Images excepted, the data below must be repeated exactly.

Region pointing data:
- - - - -

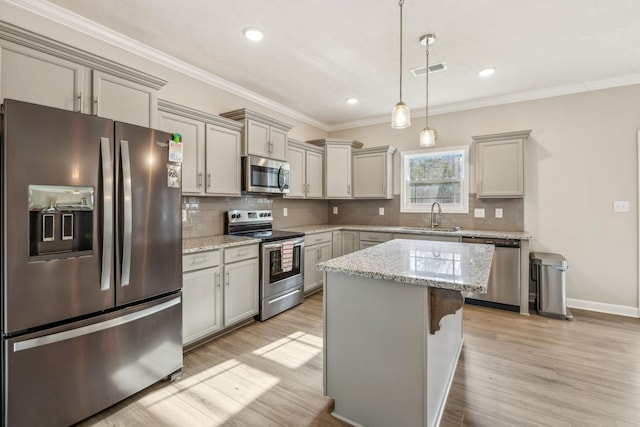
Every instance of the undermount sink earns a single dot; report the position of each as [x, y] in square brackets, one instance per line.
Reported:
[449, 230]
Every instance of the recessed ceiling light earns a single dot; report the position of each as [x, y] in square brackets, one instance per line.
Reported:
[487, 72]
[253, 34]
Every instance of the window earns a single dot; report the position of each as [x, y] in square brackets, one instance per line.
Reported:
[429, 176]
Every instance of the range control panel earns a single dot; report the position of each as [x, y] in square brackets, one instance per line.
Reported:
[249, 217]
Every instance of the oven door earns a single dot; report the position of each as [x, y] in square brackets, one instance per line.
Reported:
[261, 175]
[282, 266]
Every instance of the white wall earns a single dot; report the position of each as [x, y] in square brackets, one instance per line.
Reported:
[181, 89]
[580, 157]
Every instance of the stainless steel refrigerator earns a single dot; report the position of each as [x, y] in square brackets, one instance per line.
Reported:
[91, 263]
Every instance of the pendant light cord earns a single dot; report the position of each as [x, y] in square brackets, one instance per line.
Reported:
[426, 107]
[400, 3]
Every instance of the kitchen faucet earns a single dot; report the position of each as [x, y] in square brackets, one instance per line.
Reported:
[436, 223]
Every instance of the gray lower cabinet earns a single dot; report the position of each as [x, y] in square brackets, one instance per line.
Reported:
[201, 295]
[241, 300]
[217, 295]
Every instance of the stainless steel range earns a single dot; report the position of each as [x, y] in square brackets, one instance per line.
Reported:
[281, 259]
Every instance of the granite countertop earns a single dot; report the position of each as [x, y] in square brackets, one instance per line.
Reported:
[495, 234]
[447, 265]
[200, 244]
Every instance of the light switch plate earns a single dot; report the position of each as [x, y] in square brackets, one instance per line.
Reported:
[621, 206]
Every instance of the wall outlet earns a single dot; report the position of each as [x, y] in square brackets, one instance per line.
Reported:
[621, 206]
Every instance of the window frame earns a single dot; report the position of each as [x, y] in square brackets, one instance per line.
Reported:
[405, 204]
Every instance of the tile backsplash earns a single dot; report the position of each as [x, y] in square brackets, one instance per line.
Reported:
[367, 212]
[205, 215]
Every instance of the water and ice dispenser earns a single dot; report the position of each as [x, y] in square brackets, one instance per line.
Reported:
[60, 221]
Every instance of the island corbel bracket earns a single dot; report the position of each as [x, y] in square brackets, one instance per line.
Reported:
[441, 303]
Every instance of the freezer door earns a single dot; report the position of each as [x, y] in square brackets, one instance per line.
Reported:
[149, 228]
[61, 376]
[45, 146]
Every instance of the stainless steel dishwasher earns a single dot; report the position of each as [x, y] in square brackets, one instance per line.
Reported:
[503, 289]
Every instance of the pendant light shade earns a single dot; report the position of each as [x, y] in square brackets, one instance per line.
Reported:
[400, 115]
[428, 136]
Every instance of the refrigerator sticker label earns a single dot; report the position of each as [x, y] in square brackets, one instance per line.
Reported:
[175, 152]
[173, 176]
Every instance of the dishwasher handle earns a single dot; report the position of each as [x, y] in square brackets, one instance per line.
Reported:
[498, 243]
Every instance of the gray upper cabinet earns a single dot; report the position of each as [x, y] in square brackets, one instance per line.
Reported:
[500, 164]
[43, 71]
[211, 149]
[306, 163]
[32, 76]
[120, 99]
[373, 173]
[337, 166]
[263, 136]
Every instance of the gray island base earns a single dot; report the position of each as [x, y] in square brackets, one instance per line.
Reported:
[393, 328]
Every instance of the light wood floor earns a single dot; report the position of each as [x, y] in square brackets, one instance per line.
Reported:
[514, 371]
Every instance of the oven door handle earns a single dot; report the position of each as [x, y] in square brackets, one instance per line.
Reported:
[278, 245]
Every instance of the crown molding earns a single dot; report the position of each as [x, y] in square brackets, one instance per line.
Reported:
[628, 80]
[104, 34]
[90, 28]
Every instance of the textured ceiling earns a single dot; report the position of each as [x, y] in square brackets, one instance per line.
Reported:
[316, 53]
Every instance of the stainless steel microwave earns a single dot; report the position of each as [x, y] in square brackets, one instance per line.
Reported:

- - - - -

WRITTEN REPLY.
Every instance of the undermount sink earns a single dot; report the position of each as [x, y] in square brackets, one instance per line.
Reported:
[449, 230]
Every instance of the recessed ceiling light earns a single dot; report the position of each as [x, y] in square brackets, one instance per line.
Reported:
[487, 72]
[253, 34]
Every instance of the window earns a single dot; report the position of each as [x, y] in square brackets, one instance per line.
Reported:
[429, 176]
Every instance of the range control panel earns a single dot; report the position of each as [x, y] in square brackets, one instance per line.
Reported:
[249, 217]
Every instance of the oven door earns a single dot; report the position of each as [x, y] in square brackets, one instance per line.
Reported:
[261, 175]
[282, 266]
Every instance of the white wall earns a single dot; report the position of each as [x, y] in square brackets, one instance per line.
Reported:
[181, 89]
[580, 157]
Every instance of the stainless steel refrigerator earns a single dot; report the position of each as [x, y] in square brackets, one instance per line.
Reported:
[91, 263]
Every instance of the pendant light cord earns a single dot; report the position of each as [x, y] in square brackets, one instance per line.
Reported:
[426, 107]
[400, 3]
Every instance of the kitchen faucet earns a single dot; report the position of each as [x, y] in square brackets, one instance per line.
Reported:
[436, 223]
Every instance of the gray lower cabinet earns a single dot; report the position of each as [x, y] in square brackets, one instance per line.
Reported:
[201, 295]
[241, 300]
[217, 295]
Every instance of the stainless steel range earns a single dot; report the position of each as [x, y] in square brackets, one instance per line.
Reported:
[281, 259]
Every instance of the granite countertop earns a single dot; report the position of each as [x, y] in square brackets, one instance per line.
Reported:
[495, 234]
[447, 265]
[200, 244]
Every instance of the light switch plate earns a single dot; report the position of each as [x, y] in square brackets, one instance per line.
Reported:
[621, 206]
Every instance of the wall outlet earns a single dot; report the position of each as [x, y] in square brackets, one instance per line.
Reported:
[621, 206]
Every instance of the window frame earns a single dot; report the position of each as [x, y] in square brackets, one instance per line.
Reported:
[405, 204]
Every instance of the tile backsplash earns a single dot; report the position of each as [x, y] in square brackets, one instance per line.
Reported:
[367, 212]
[205, 215]
Every instance of the water and ice dispenser earns a single dot; report the position of each as [x, y] in square brackets, one instance per line.
Reported:
[60, 221]
Every instance of the island corbel bracket earns a single dot; report the position of each as [x, y] in square brackets, one instance per line.
Reported:
[441, 303]
Every instance of the freezer door earns a single dot; report the position of each as [x, y] in square brackets, one instance per line.
Reported:
[149, 228]
[61, 376]
[45, 146]
Every instance of the stainless steel dishwasher earns a single dot; report the position of each as [x, y] in square brackets, one instance per line.
Reported:
[503, 289]
Every instance of the pendant light shade earns a single dot; report the position of each as [x, y] in square brackets, one instance per line.
Reported:
[400, 115]
[428, 136]
Every instance of the refrigerator sticker label earns a single dot; report the position of each as [x, y] in square brackets, one instance per line.
Reported:
[175, 152]
[173, 176]
Every instance of the dishwasher handle earns a single dot; report the position of each as [x, y] in square brackets, one instance per line.
Reported:
[498, 243]
Every instance of the gray upper cabinet earns a single dot; report the position of each as [x, y] in square brackets, one instance per line.
Reported:
[500, 164]
[43, 71]
[211, 149]
[306, 163]
[32, 76]
[120, 99]
[373, 173]
[337, 166]
[263, 136]
Every instance of the gray island base earns a single dot; report the position of each as [x, y] in square brackets, one instance per line.
Reported:
[393, 328]
Every instance of the light wood floor earns a single dot; report the position of each as [x, y] in square brackets, one instance per line.
Reported:
[514, 371]
Every instance of the oven door handle earns a single dot; report the position of each as [x, y] in square brackets, one instance per line.
Reported:
[278, 245]
Every instance of the crown molding earns a single dot; report the position of each as [x, y] in square brackets, one instance per line.
Reported:
[628, 80]
[104, 34]
[90, 28]
Every instance of the textured ceiling earns a single dot; report the position of each as [x, y] in square brackets, one instance per line.
Reported:
[316, 53]
Every instance of the stainless steel microwave earns a single dot; report the position of each as [x, y] in square brackets, one instance per line.
Reported:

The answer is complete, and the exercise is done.